### SELECTED EXCERPT
....

Clicking on the arrows in the column names will sort the whole table according to the values in that column: either alphabetically if the values are strings; or in descending/ascending order if the values are numerical.

For some of the profiles (e.g. for Verb patterns under the Grammatical Profile), columsn can be added or removed using a tick box "Extend columns..."


2.3 Frequency information

Link: https://spraakbanken.github.io/L2_profiles/SwedishL2profiles#23-frequency-information

We present two types of frequency - receptive and productive - for each item in the Table view. Receptive frequency comes from the COCTAILL corpus (coursebooks, including both reading texts and activities surrounding it). Productive frequency comes from the SweLL-pilot corpus (learner essays). In each case, we report the absolute frequency (i.e. number of hits/tokens) for the current item at a particular level, and its relative frequency. The numbers are clickable, and open a full list of hits using Korp search interface (Ahlberg et al. 2013).

To exemplify, the Figure above shows Verb patterns at A2 level. Preteritum (Past Simple) has numbers 8.61 (1206) for Receptive count and 53.17 (1391) for Productive one. The absolute frequency of hits, 1206, means that the pattern has been used 1206 times in the course books at A2 level. Relative frequency for Noun and Verb patterns is calculated with reference to the number of sentences at this particular level, i.e. 1206 occurrences of the Past Simple pattern is divided by 14006 sentences at A2 level and multiplied (i.e. normalized) by 100 = 8.6. This contrasts to the essay data: 1391 occurrences of the Past Simple in 2616 sentences at A2 level makes it a very frequent pattern with a relative frequency 53.17.

....

### INFORMATION PROVIDED
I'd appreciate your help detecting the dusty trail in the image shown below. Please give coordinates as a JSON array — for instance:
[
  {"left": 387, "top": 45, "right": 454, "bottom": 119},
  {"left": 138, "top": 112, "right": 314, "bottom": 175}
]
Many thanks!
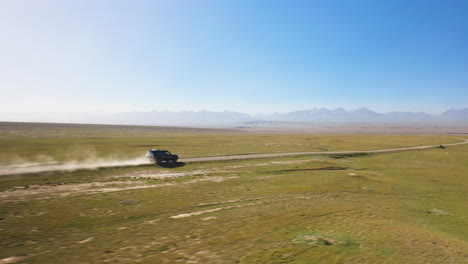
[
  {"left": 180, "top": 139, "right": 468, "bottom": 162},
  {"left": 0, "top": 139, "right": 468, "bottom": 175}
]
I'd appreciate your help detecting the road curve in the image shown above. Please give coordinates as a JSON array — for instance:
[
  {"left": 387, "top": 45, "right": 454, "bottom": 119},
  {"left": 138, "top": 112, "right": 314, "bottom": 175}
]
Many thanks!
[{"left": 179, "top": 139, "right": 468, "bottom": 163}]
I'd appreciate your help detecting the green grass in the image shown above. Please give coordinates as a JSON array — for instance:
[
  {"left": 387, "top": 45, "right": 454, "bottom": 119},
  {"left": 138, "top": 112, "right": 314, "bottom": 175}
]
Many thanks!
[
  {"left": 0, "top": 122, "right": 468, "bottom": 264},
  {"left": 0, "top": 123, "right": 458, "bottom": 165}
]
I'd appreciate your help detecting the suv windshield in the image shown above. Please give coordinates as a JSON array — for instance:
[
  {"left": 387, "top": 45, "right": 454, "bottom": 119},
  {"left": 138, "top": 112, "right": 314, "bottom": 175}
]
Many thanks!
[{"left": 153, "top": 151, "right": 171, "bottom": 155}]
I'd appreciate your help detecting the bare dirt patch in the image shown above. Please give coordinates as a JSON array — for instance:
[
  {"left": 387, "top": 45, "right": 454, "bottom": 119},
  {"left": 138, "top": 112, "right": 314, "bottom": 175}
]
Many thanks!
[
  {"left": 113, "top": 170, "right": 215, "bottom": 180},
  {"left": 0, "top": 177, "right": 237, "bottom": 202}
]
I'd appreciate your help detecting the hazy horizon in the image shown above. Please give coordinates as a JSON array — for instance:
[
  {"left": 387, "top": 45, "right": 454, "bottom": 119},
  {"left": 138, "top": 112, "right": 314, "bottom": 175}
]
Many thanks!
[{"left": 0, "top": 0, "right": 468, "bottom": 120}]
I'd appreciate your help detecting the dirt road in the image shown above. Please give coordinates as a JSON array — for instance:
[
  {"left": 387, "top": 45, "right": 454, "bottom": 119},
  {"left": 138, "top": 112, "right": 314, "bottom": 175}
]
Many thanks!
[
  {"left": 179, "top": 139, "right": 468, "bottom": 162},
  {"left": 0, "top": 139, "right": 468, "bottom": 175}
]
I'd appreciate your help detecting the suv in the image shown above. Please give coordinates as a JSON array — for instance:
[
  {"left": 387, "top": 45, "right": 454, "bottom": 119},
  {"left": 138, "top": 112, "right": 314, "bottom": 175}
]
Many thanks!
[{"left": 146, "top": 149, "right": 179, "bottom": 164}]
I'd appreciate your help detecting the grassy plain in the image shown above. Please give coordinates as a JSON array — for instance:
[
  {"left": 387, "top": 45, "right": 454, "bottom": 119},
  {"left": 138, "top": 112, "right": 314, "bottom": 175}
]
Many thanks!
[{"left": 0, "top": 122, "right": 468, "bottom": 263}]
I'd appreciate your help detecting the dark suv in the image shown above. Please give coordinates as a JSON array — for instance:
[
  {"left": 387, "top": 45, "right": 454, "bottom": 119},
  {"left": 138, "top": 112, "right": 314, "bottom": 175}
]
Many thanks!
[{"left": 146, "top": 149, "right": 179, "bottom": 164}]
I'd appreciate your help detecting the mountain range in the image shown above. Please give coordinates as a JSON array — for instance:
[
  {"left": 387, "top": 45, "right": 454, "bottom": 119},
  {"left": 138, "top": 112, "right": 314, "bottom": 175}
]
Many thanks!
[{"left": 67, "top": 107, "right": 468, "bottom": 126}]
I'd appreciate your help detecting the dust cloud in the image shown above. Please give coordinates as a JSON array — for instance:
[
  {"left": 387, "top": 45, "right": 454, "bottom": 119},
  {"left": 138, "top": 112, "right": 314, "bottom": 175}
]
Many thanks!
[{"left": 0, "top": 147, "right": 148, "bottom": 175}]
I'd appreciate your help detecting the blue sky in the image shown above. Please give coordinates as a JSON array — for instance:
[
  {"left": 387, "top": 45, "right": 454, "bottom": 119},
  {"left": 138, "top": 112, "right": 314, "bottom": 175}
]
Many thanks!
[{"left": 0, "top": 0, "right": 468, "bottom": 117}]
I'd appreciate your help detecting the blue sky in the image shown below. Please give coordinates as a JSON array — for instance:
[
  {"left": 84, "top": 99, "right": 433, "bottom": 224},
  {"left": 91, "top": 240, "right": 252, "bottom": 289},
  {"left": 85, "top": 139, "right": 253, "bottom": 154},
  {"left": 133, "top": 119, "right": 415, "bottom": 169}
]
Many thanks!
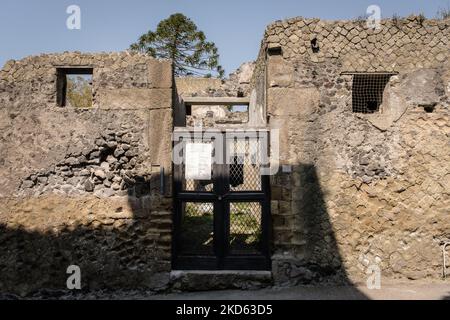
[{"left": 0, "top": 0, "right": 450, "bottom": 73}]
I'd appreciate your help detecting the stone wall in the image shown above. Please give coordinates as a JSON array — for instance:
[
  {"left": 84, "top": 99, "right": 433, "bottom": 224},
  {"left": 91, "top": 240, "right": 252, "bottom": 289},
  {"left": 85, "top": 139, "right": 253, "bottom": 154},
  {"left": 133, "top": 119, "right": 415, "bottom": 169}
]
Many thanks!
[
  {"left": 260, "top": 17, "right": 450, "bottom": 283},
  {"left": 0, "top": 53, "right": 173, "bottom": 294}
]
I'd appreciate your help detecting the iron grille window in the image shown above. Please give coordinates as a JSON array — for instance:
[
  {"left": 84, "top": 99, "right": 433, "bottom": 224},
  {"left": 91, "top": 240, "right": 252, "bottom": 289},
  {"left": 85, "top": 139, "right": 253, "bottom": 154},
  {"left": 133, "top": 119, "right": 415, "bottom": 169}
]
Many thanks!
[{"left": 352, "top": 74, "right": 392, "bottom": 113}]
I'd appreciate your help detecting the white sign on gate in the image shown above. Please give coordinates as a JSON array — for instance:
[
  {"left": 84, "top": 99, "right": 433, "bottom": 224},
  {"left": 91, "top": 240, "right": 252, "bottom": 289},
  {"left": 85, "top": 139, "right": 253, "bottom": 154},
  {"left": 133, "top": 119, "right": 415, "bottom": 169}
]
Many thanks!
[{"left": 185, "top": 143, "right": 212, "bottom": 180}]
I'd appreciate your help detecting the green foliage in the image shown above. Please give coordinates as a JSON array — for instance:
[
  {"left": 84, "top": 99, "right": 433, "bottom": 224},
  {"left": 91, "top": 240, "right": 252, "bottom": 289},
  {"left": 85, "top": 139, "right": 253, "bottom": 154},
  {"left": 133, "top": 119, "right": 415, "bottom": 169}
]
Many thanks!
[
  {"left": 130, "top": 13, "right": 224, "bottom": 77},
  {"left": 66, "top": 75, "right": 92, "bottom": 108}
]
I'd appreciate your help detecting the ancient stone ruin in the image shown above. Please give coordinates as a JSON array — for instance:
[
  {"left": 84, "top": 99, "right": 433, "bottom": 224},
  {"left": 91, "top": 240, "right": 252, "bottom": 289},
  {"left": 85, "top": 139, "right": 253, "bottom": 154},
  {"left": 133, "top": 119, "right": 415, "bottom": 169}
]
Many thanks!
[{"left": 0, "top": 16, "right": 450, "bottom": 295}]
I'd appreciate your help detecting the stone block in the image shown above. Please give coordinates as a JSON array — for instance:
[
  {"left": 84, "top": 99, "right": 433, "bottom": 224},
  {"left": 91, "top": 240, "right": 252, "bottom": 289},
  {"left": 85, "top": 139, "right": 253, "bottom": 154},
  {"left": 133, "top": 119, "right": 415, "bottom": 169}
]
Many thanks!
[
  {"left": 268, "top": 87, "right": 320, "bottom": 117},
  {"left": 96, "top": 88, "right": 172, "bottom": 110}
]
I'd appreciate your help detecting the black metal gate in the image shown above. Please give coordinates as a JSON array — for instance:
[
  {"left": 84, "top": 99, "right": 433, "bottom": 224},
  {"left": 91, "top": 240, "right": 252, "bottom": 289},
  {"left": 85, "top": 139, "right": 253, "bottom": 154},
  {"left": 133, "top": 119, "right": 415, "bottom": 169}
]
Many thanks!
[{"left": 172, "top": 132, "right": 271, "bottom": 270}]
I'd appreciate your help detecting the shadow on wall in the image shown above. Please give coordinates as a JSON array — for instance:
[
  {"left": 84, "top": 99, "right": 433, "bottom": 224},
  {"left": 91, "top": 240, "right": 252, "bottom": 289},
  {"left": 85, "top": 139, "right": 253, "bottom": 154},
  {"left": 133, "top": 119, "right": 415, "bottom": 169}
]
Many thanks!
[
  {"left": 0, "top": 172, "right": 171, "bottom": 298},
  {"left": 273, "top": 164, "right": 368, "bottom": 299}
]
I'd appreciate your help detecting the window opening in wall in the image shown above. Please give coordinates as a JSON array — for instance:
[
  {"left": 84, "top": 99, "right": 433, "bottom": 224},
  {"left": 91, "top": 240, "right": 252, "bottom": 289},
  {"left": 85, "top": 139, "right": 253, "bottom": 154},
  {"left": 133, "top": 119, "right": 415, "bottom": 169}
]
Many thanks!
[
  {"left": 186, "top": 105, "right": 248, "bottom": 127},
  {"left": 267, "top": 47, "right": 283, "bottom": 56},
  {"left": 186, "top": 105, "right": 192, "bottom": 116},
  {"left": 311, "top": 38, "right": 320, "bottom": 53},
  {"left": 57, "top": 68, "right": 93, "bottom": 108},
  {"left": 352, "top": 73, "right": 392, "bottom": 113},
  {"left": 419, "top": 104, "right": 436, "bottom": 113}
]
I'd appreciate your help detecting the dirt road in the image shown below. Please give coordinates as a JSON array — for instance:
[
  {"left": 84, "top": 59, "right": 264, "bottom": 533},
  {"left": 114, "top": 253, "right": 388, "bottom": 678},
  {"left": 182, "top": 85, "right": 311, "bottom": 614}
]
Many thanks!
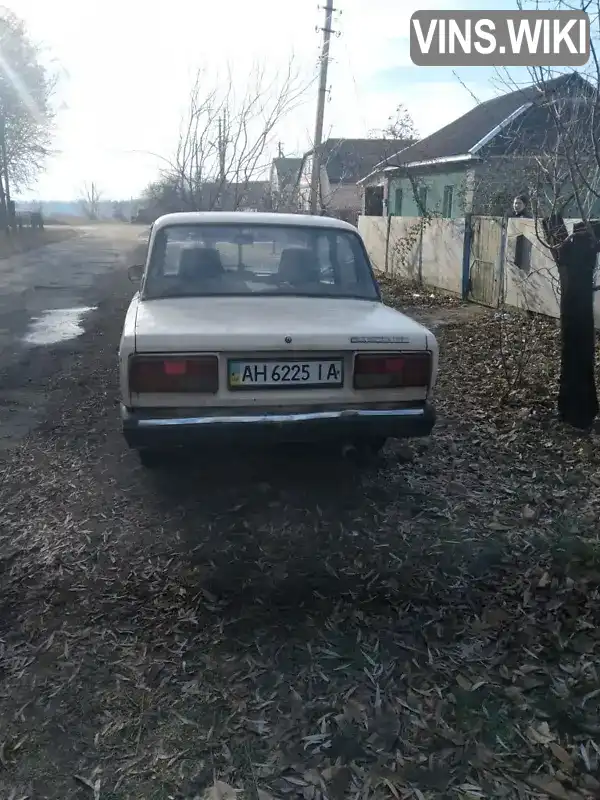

....

### GIVEN INSTRUCTION 1
In the Swedish L2 profiles excerpt, which corpus supplies the productive frequency figures?
### GIVEN INSTRUCTION 2
Reproduce part of the Swedish L2 profiles excerpt word for word, beginning at the words "For some of" and stopping after "et al. 2013).".
### GIVEN INSTRUCTION 3
Write the next part of the Swedish L2 profiles excerpt, picking up after its final sentence.

### TASK ANSWER 1
The SweLL-pilot corpus of learner essays.

### TASK ANSWER 2
For some of the profiles (e.g. for Verb patterns under the Grammatical Profile), columsn can be added or removed using a tick box "Extend columns..."


2.3 Frequency information

Link: https://spraakbanken.github.io/L2_profiles/SwedishL2profiles#23-frequency-information

We present two types of frequency - receptive and productive - for each item in the Table view. Receptive frequency comes from the COCTAILL corpus (coursebooks, including both reading texts and activities surrounding it). Productive frequency comes from the SweLL-pilot corpus (learner essays). In each case, we report the absolute frequency (i.e. number of hits/tokens) for the current item at a particular level, and its relative frequency. The numbers are clickable, and open a full list of hits using Korp search interface (Ahlberg et al. 2013).

### TASK ANSWER 3
The relative frequency is normalized

  • towards the total number of tokens per level (Lexical and Morphological profile)
  • towards to total number of sentences at a given level of proficiency (Grammar profile).

References:

  • Malin Ahlberg, Lars Borin, Markus Forsberg, Martin Hammarstedt, Leif-Jöran Olsson, Olof Olsson, Johan Roxendal, Jonatan Uppström (2013): Korp and Karp – a bestiary of language resources: the research infrastructure of Språkbanken, in Proceedings of the 19th Nordic Conference of Computational Linguistics (NODALIDA 2013), May 22–24, 2013, Oslo University, Norway. NEALT Proceedings Series 16, utgåva 16, sidor 429-433.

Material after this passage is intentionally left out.